- Problem description -
Answer these from the passage on dozens:
(a) What is the thirteenth piece of bread called?
(b) How many items does a Texas dozen generally consist of?
(c) What does the idiom "six of one, half a dozen of the other" mean?
START Document passage
The phrase "half a dozen", also half-dozen or half dozen, means six (6) of something, as 6 is half of 12. The idiom "six of one, half a dozen of the other" means two options are of equal worth so choosing one is the same as choosing the other.

==Baker's dozen==

A baker's dozen, devil's dozen, or long dozen is 13, one more than a standard dozen. The broadest use of baker's dozen is simply a group of thirteen objects.

In medieval England the Assize of Bread and Ale law imposed severe punishments for short measure. Bakers in contravention could be penalized with a fine, a flogging, or destruction of their oven, so avoided the risk of penalty by including an extra unit to be sure the minimum weight was met. The thirteenth piece of bread is called the vantage loaf.

According to the Oxford English Dictionary, the term "baker's dozen" originated in the late 16th century and is "apparently so called after the former practice among bakers of including a thirteenth loaf when selling a dozen to a retailer, the extra loaf representing the retailer's profit." According to the 1811 Classical Dictionary of the Vulgar Tongue, by Francis Grose, "a Baker's Dozen is Thirteen; that number of rolls being allowed to the purchaser of a dozen".

A lesser-used regionalism is the Texas dozen, which generally consists of 15. This is typically used only in Texas and surrounding areas for such goods as flowers or baked goods, although can be applied to anything that is counted, such as photographs.
END Document passage
START Data below
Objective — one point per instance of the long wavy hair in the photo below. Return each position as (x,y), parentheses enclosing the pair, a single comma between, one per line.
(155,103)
END Data below
- Answer to this exercise -
(a) The vantage loaf.
(b) 15.
(c) Two options are of equal worth, so choosing one is the same as choosing the other.